▶ [Supplied material]

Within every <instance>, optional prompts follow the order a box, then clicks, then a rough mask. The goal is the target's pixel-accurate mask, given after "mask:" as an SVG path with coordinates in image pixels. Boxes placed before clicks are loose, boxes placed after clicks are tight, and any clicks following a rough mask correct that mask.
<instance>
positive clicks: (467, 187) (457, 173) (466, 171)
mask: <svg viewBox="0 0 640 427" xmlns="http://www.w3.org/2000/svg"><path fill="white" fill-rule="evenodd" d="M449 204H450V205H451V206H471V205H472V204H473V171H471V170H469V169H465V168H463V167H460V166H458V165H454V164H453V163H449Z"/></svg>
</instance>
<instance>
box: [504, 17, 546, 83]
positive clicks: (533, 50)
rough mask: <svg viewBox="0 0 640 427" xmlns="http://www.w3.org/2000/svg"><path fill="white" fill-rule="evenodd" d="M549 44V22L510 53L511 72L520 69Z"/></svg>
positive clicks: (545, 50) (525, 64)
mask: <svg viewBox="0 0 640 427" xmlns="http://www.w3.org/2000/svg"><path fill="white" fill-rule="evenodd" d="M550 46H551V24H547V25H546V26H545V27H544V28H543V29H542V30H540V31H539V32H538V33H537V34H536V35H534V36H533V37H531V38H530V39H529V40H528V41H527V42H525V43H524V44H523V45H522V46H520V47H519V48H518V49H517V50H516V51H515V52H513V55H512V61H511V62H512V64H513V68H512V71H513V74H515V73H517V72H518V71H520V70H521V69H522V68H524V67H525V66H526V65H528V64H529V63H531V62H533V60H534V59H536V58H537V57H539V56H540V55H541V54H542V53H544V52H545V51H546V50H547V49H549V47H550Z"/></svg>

▶ [Activity]
Copy out all lines above that include the string "rough".

▶ [Task response]
Within every <instance>, optional prompts follow the order a box, then clicks, then a rough mask. The goal is the target's pixel-accurate mask, given after "mask:" as an SVG path with coordinates in image pixels. Boxes placed before clicks are loose, boxes placed after clicks are tight, and any clicks following a rough mask correct that mask.
rough mask: <svg viewBox="0 0 640 427" xmlns="http://www.w3.org/2000/svg"><path fill="white" fill-rule="evenodd" d="M549 44V22L510 53L511 72L520 69Z"/></svg>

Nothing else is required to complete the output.